Materials provided
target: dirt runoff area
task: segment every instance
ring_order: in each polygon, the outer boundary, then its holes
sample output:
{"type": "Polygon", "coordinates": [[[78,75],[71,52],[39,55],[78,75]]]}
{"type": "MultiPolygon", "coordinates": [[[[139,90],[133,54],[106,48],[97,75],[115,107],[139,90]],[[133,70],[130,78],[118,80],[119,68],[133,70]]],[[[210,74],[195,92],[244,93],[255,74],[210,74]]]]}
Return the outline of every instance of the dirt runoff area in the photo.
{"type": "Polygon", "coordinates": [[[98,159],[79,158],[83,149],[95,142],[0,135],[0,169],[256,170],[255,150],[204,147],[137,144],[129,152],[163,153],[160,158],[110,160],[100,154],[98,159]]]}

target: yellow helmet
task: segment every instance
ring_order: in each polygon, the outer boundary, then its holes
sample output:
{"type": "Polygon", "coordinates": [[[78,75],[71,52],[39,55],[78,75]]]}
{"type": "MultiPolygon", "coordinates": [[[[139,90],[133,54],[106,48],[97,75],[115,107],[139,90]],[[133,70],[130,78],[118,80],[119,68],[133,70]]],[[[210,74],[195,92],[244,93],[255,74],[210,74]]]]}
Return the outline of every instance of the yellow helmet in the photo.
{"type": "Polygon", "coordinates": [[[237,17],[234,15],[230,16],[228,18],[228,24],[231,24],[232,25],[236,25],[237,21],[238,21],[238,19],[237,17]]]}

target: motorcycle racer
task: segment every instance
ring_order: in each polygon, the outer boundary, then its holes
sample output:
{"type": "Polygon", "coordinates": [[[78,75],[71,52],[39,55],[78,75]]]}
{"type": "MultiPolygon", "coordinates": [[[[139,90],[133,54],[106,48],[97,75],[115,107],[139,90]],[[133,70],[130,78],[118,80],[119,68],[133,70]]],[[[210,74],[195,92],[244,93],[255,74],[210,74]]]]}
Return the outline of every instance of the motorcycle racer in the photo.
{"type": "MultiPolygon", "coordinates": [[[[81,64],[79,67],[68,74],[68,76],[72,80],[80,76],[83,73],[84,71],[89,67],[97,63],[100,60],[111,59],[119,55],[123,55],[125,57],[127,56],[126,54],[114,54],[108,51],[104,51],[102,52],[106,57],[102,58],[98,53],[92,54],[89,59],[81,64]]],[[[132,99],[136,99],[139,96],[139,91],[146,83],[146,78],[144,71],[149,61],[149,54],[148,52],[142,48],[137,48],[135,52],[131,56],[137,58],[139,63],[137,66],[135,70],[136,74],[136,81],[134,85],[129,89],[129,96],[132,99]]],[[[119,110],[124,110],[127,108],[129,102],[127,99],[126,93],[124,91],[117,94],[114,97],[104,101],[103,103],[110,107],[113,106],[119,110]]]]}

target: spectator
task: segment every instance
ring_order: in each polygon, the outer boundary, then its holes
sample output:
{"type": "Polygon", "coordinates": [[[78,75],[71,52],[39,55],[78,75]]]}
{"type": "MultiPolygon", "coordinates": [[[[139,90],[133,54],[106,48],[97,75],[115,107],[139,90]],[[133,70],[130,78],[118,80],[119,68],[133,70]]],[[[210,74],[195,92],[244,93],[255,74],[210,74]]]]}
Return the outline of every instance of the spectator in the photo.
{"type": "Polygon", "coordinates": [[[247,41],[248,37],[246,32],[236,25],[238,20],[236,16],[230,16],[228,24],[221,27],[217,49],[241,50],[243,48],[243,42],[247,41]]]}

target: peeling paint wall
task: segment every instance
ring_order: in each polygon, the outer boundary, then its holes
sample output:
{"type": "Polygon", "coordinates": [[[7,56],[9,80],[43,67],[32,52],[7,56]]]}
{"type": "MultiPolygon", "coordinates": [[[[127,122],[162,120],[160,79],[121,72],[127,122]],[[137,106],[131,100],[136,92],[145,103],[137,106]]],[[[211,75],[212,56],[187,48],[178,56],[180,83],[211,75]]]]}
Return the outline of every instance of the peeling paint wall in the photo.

What is needed
Could you repeat the listing from the line that has "target: spectator" through the end, swapping "outline" for "contour" and leaving everything else unchanged?

Reply to the exercise
target: spectator
task: segment every instance
ring_order: in each polygon, the outer boundary, then its holes
sample output:
{"type": "Polygon", "coordinates": [[[78,75],[71,52],[39,55],[78,75]]]}
{"type": "MultiPolygon", "coordinates": [[[[139,90],[133,54],[106,48],[97,75],[115,107],[139,90]],[[133,70],[130,78],[118,80],[119,68],[133,70]]],[[[210,74],[195,92],[244,93],[255,74],[210,74]]]]}
Return the contour of every instance of the spectator in the photo.
{"type": "Polygon", "coordinates": [[[247,41],[248,37],[246,32],[236,25],[238,20],[236,16],[230,16],[228,24],[221,27],[217,49],[241,50],[243,48],[243,42],[247,41]]]}

target: peeling paint wall
task: segment every instance
ring_order: in each polygon, the outer boundary, then its holes
sample output:
{"type": "Polygon", "coordinates": [[[7,56],[9,80],[43,67],[32,52],[7,56]]]}
{"type": "MultiPolygon", "coordinates": [[[[127,122],[162,120],[160,79],[121,72],[127,122]],[[137,106],[131,100],[136,92],[145,103],[137,106]]],[[[211,75],[212,56],[187,48],[178,56],[180,83],[211,75]]]]}
Return the contour of every instance of the peeling paint wall in the photo.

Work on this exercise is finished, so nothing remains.